SELECTED TEXT
List 3 medications recommended for standard 3-day or 1-day therapy for uncomplicated UTI
1) Trimethoprim-sulfamethoxazole (Bactrim DS) -1 tab twice daily
2) Fluoroquinolone Ciprofloxacin - 250mg twice daily
3) Fosfomycin (Monurol) 3gm once
List 5 categories of patients who need longer therapy duration for UTIs
-Male
-Unreliable pt
-Pregnant
-Diabetic
-Recent or recurrent UTI
-Pyelonephritis
-Elderly
Discuss the utility of urine cultures for UTI
In the setting of a female adult patient with an uncomplicated UTI, several studies have shown
that a urine culture is not necessary. However, due to changing resistance patterns, especially
E.coli to trimethoprim-sulfamethoxazole, many providers continue the practice of culturing the
urine for almost all women who present with uncomplicated UTI's.
The traditional diagnostic cutoff of 100,000 colonies/ml may miss many women who have a
UTI but have lower colony counts. In symptomatic patients, a colony count as low as 100
colonies/ml suggests UTI and may require antibiotic treatment.
Describe 3 regimens that women can use if they have recurrent UTIs
>3 UTI/yr - patient-initiated therapy for symptomatic episodes. If temporally related to coitus,
then post-coital prophylaxis, if no relation to coitus, then daily prophylaxis.
Highlight the features of dx and management of UTIs in men vs children vs elderly
1) Men - Always do urine cultures
- Treat urine infections for 7-10 days
- Treat prostatitis for 4-6 weeks (suspect if patient presents with fever; rectal, lower
back or perineum pain; frequency; and or signs of urinary obstruction.
2) Children - under two months require hospitalization and parenteral antibiotics. Urine cultures
should always be obtained regardless of negative urinalysis. Further imaging studies are
indicated for children under 2 years of age and for children older than 2 with recurrent UTI's or
an episode of pyelonepehritis.
3) Older adult - diagnosis is more difficult because older adults can be asymptomatic or present
with other manifestations of illness such as mental status changes.
- Treat elderly women with UTI for 7 days
- Treat older men for 10-14 days
List 3 common causes of infectious vaginitis, findings of each on wet prep, rx of each
1) Vulvovaginal Candidasis: clotrimazole or miconazole cream by vaginal applicator h.s. x 7
days (or, if recurrent, oral one-dose fluconazole 150 mg)
2) Trichomoniasis: metronidazole - 2 gm stat for patient and partner (“trich” is an STD)
3) Bacterial vaginosis: metronidazole - 2 gm stat or 500 mg BID x 5d or vaginal metronidazole
(Metrogel) 5 gm p.v. BID x 5d
Discuss briefly the care and hazards of contact lenses
-daily vs. extended wear (cleaning) vs. disposable (expenses).

GIVEN INFORMATION
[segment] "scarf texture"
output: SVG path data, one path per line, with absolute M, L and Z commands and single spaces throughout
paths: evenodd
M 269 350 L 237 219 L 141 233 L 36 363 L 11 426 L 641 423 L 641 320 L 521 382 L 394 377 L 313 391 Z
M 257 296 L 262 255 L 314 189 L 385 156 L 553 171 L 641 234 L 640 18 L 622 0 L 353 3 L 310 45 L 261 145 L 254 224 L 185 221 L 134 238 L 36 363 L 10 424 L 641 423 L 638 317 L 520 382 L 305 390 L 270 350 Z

TASK INSTRUCTIONS
#1 According to the clinical notes, for how long should older men with a UTI be treated?
#2 Retype the stretch of the clinical notes from "2) Children - under" through "fluconazole 150 mg)".

SOLUTIONS BELOW
#1 10-14 days

#2
2) Children - under two months require hospitalization and parenteral antibiotics. Urine cultures
should always be obtained regardless of negative urinalysis. Further imaging studies are
indicated for children under 2 years of age and for children older than 2 with recurrent UTI's or
an episode of pyelonepehritis.
3) Older adult - diagnosis is more difficult because older adults can be asymptomatic or present
with other manifestations of illness such as mental status changes.
- Treat elderly women with UTI for 7 days
- Treat older men for 10-14 days
List 3 common causes of infectious vaginitis, findings of each on wet prep, rx of each
1) Vulvovaginal Candidasis: clotrimazole or miconazole cream by vaginal applicator h.s. x 7
days (or, if recurrent, oral one-dose fluconazole 150 mg)